Exercise text
*** Begin section ***
• No national funding has been given to the turnaround work at Pennine Acute Hospitals
  • Similar turnaround efforts have received significant financial support from the Department of Health
  • Leaders say “best deal possible” will be reached for 2017-18

Leaders in Greater Manchester have said they need to be “realistic” about the level of central support offered to the turnaround efforts at Pennine Acute Hospitals Trust.

The provider, which was rated inadequate by the Care Quality Commission in August and has severe problems within its maternity services, has been subject to a leadership takeover by Salford Royal Foundation Trust as part of its “hospital chain”.

Jon rouse

Jon Rouse

Jon Rouse said a merger was a ‘legitimate part of discussions on the future of Pennine Acute’

Similar turnaround efforts have received significant financial support from the Department of Health, such as the acquisition of Heatherwood and Wexham Park Hospitals FT by Frimley Health FT in 2014. Frimley Health will receive £90m in revenue support that does not have to be repaid, as well as £130m of capital funding, according to DH documents.

Health secretary Jeremy Hunt recently acknowledged that improving Pennine Acute would be an “incredibly difficult job”, but suggested it was possible after citing the example of Frimley Health.
*** End section ***
What to work on
**a.** Using the article on the Pennine Acute turnaround, explain in one to three sentences what Jeremy Hunt gave as the basis for suggesting that improving Pennine Acute was possible.
**b.** Pick up the article on the Pennine Acute turnaround after its final sentence and continue writing it.
The data that comes next is separate material and is not part of the article on the Pennine Acute turnaround.

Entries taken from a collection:
*** Begin section ***
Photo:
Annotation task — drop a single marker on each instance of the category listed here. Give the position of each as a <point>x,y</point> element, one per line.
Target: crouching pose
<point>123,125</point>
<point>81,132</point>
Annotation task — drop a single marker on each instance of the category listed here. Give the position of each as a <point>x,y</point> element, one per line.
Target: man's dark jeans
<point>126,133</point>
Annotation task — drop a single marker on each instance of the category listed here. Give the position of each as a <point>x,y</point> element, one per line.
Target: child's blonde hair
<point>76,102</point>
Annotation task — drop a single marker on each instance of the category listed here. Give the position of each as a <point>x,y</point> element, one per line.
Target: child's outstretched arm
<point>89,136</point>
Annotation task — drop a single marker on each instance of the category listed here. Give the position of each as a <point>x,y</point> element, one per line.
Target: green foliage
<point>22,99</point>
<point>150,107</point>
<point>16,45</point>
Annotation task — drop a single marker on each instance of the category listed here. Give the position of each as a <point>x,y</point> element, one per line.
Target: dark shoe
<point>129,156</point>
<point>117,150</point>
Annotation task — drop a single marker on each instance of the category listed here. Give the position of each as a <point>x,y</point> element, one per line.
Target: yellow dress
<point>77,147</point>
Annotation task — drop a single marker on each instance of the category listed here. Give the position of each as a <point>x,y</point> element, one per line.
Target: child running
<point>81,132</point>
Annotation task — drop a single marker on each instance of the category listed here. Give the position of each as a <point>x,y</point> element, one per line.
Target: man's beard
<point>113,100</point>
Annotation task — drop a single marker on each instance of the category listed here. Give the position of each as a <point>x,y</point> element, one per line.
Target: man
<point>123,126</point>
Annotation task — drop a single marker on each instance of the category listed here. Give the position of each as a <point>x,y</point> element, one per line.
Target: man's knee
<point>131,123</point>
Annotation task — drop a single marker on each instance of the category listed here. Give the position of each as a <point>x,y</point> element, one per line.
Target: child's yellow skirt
*** End section ***
Results by task
**a.** Although he acknowledged that improving Pennine Acute would be an "incredibly difficult job," Jeremy Hunt suggested it was possible by citing the example of Frimley Health. Frimley Health's 2014 acquisition of Heatherwood and Wexham Park Hospitals FT is a similar turnaround effort that received significant financial support from the Department of Health.

**b.**
However, no national funding has been given to the turnaround work at Pennine Acute, despite it being a much larger trust than Heatherwood and Wexham Park, with four separate hospital sites. It has an underlying deficit of £35m this year, and an estate that needs extensive redevelopment. Salford Royal is £15m in the red.

However, Pennine Acute has been given an extra £9m from its local clinical commissioning groups in 2016-17.

HSJ asked Jon Rouse, the chief officer of Greater Manchester’s health and social care devolution team, about this issue in a recent interview, and he said: “We’re in different times. Of course we’d love to have the types of resources that other turnaround trusts have benefited from, but we’re realistic about the reality we’re in.

“We constructed the best deal we could for 2016-17, we’ll have to do the same for 2017-18 and onwards. But Sir David [Dalton, chief executive of both trusts] will not take on something he can’t deliver. We’re not going to be seeing the sort of sums we’ve seen in previous turnarounds, we’re just not in that world any more.

“We are committed not only to turning around that trust but getting to a pretty high level of performance. That isn’t going to be done overnight. There are some deep rooted cultural issues and changes that need to be made.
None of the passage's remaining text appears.